— START Record extracts —

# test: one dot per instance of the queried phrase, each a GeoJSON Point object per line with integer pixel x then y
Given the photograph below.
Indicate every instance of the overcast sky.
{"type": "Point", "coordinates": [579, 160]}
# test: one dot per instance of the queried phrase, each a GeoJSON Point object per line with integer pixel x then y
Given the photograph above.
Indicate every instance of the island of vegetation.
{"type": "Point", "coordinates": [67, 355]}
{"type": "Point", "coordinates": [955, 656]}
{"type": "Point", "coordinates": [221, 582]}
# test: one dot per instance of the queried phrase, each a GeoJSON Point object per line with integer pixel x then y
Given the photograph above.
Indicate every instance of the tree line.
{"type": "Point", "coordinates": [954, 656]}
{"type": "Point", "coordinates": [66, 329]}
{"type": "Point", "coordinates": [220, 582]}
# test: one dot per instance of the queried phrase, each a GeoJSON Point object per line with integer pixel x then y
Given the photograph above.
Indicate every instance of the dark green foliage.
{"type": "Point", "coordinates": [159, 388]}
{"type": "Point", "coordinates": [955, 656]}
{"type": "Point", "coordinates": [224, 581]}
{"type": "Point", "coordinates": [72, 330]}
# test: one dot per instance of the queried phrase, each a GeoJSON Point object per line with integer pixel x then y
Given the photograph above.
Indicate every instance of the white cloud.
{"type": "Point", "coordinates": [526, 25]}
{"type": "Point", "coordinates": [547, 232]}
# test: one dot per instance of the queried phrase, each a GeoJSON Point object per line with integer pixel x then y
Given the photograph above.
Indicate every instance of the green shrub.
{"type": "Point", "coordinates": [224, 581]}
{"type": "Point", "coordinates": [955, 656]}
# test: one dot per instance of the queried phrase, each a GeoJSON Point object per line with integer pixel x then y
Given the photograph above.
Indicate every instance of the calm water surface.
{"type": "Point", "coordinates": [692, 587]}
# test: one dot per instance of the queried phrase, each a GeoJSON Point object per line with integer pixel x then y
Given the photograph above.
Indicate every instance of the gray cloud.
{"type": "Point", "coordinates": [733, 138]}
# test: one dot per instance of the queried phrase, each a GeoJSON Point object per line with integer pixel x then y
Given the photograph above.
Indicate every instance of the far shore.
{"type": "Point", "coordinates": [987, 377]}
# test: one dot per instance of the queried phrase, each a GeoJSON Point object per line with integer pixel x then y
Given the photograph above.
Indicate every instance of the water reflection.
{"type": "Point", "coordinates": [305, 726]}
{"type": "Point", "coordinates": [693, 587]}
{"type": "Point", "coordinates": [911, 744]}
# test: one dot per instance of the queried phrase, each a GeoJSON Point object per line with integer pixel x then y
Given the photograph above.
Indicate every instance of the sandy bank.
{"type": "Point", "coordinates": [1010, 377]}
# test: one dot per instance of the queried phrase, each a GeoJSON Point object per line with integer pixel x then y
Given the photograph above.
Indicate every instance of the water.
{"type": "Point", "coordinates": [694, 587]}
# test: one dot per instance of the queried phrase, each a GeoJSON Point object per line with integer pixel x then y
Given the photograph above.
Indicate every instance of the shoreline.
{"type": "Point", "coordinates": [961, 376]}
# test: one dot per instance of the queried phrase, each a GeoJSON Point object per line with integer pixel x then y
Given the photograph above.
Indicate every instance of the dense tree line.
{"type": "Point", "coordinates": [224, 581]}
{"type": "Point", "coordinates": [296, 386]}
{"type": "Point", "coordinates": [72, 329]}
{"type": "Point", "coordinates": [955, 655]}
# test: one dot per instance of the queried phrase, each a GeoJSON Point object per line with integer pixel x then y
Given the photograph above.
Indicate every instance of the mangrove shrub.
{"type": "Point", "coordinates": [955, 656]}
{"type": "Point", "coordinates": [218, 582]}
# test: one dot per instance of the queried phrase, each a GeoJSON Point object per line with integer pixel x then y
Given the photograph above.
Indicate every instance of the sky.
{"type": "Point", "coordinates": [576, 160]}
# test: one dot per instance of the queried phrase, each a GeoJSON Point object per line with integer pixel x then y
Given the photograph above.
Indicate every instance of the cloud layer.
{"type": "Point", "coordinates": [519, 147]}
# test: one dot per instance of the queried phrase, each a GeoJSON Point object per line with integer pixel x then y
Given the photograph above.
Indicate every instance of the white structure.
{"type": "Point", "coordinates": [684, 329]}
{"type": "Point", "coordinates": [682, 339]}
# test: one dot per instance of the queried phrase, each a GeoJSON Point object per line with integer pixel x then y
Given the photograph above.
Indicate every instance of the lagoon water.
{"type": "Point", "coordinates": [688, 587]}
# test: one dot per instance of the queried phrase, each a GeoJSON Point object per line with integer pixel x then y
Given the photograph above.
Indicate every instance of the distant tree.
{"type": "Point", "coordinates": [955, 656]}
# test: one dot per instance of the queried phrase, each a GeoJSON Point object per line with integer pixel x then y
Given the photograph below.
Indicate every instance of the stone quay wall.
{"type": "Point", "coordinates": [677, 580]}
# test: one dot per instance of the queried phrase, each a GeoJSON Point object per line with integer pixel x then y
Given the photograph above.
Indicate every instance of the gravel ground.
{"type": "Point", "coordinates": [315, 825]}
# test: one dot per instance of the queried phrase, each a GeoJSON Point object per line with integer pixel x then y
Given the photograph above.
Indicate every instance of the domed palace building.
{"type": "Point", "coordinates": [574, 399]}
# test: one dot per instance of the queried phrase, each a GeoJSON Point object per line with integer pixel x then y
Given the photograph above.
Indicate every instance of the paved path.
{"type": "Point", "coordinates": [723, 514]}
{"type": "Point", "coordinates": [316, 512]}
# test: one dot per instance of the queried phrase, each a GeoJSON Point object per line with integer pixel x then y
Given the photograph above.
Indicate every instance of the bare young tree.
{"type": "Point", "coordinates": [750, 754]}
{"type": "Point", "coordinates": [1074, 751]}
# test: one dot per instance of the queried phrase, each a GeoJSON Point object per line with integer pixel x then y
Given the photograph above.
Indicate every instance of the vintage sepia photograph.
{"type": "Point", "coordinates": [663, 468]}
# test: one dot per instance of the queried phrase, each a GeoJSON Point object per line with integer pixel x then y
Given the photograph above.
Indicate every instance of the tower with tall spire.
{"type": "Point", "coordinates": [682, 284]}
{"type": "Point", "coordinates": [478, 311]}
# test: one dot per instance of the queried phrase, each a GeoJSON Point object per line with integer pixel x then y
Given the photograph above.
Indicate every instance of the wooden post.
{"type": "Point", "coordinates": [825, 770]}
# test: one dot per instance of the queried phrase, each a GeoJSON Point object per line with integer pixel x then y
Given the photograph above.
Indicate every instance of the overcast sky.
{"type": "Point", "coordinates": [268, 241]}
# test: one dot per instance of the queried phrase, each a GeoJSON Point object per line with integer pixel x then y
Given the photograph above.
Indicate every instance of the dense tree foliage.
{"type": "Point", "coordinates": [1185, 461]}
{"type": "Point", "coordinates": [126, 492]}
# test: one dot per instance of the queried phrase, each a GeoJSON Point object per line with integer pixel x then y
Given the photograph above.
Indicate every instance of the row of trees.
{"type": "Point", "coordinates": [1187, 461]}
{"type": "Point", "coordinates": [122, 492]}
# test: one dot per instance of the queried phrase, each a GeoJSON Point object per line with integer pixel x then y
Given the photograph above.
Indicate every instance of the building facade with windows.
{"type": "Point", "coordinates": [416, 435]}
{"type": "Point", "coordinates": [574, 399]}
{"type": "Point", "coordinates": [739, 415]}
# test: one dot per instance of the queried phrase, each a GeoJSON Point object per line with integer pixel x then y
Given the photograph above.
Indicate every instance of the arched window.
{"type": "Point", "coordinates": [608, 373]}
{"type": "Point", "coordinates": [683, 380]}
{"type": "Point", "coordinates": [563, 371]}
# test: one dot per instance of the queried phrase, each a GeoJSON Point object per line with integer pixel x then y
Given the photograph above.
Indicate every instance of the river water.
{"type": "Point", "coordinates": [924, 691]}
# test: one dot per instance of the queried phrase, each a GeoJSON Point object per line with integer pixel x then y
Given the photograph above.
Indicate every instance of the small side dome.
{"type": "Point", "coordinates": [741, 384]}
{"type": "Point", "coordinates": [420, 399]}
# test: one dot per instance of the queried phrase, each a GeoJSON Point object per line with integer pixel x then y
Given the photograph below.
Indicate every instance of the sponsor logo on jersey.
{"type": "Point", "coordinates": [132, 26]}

— END Record extracts —

## Exercise directions
Count the lines in the data above that contain the word "dense". Give only the number.

## Output of the exercise
2